*** Text to read ***
Who works on these campaigns?  Who is out lining up those smiling, brave, hardworking Americans to be interviewed for the POVERT?  Who hands out campaign literature for the clean-shaven and/or well coiffed candidates?  The Prude has run out of space, so you will have to answer on your own, and return tomorrow for:

ROMAN NUMERAL II
The Prude’s personal endorsement

Monday, August 30, 2010

Wedded Hiss

To acquaint yourself with the stages of life, you could cozy up with a plastic-covered fold-out chart detailing 8 stages, conceptualized by a psychologist redundantly named Erik Erikson.  Shakespeare only came up with 7, possibly because he wrote about a man.  If he had written about a woman he would have needed 10 stages, 11 if the woman was married, 13 if she bore children.

The Prude’s life is organized a little differently.  The first stage was Attending Friend’s Birthday Parties.  The second was Attending Friend’s Weddings.  Then she moved to Stage III, Attending Friend’s Baby Showers.  Now she is comfortably ensconced in Stage IV: Attending Friend’s Children’s Weddings.

The Prude wholeheartedly approves of weddings.  They demonstrate all that is right with the world.  Purity, honor, people sitting in long organized rows, color coordination. (Although she bemoans the days when shoes were dyed to match dresses with puffed sleeves large enough to carry a tissue box.)
*** Given records ***
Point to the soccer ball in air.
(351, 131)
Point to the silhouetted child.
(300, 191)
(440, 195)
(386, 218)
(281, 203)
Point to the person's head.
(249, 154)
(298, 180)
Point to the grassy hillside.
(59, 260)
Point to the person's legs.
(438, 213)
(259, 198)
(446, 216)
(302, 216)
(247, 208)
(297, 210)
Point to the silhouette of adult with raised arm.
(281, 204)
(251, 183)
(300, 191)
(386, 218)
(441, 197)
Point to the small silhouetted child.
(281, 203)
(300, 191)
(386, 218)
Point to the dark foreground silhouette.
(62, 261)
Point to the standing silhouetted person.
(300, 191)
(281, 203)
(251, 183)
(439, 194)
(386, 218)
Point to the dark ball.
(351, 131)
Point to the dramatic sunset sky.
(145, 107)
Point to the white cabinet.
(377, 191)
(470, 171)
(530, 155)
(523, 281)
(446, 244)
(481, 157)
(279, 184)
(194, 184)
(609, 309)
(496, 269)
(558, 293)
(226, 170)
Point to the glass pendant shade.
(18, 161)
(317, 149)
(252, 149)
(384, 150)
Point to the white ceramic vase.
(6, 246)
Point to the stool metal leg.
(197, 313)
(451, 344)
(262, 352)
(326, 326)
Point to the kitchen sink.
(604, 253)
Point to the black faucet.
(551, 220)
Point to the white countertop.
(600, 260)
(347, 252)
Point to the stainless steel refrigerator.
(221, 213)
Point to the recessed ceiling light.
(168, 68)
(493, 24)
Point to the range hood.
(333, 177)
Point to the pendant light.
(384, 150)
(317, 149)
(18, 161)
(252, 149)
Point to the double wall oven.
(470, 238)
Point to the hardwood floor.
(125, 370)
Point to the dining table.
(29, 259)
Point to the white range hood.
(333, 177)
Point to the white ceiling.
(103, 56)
***
▶ [Stated problem]:
Please answer these questions about the wedding text:
1. What date appears above the heading "Wedded Hiss"?
2. How many stages does Erik Erikson's chart detail?
3. What is the Prude's Stage III?

▶ [Problem solution]:
1. Monday, August 30, 2010
2. 8
3. Attending Friend's Baby Showers